_TASK TO COMPLETE_: Reproduce word for word the passage of the article on Bernie Sanders below that opens with the words "The Sunday I" and closes with "primary against him.".

_ARTICLE_:

The Sunday I write this kicks off the first week of the 2020 Democratic Party presidential primaries. (I know---it feels like we're already years into them.) And there's a lot of talk in the air that Bernie Sanders is well positioned to grab the nomination. He's raised more money than any other candidates and, in a lot of people's eyes, is owed the nomination because the Democratic National Committee allegedly rigged the 2016 primary against him.

Sanders does possess a certain "unstoppable" vibe right now. Various recent "controversies" that popped up about him easily resolved in his favor. Elizabeth Warren's allegation that Sanders had opined that a women couldn't become president only strengthened his position while weakening hers. When Sanders touted politically incorrect podcaster Joe Rogan's partial "endorsement", woke crowds erupted, but the eventual outcome was that Sanders got a bump in Iowa polls (according to various sources---details here).

The main objection to Sanders, at least from moderate Democrats and the right, is that he's a socialist. And this is would seem to stick---Sanders has proudly worn the moniker "democratic socialist" for decades.

_MATERIAL PROVIDED_:
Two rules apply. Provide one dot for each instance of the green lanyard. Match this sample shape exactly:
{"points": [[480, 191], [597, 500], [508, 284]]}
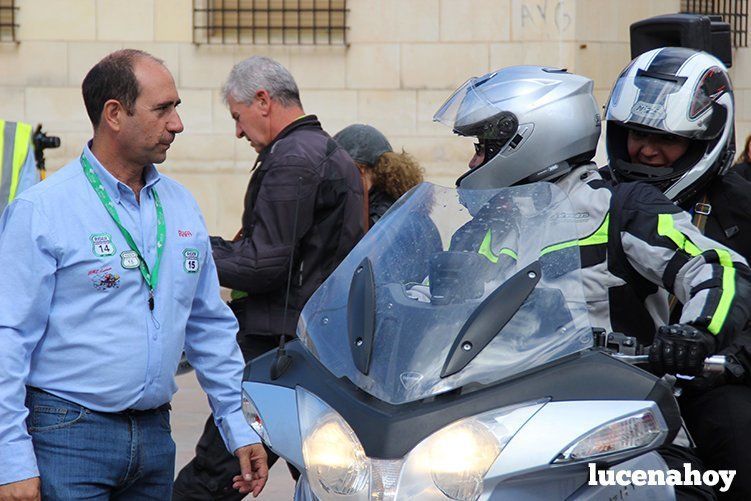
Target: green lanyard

_THE RESPONSE_:
The Sunday I write this kicks off the first week of the 2020 Democratic Party presidential primaries. (I know---it feels like we're already years into them.) And there's a lot of talk in the air that Bernie Sanders is well positioned to grab the nomination. He's raised more money than any other candidates and, in a lot of people's eyes, is owed the nomination because the Democratic National Committee allegedly rigged the 2016 primary against him.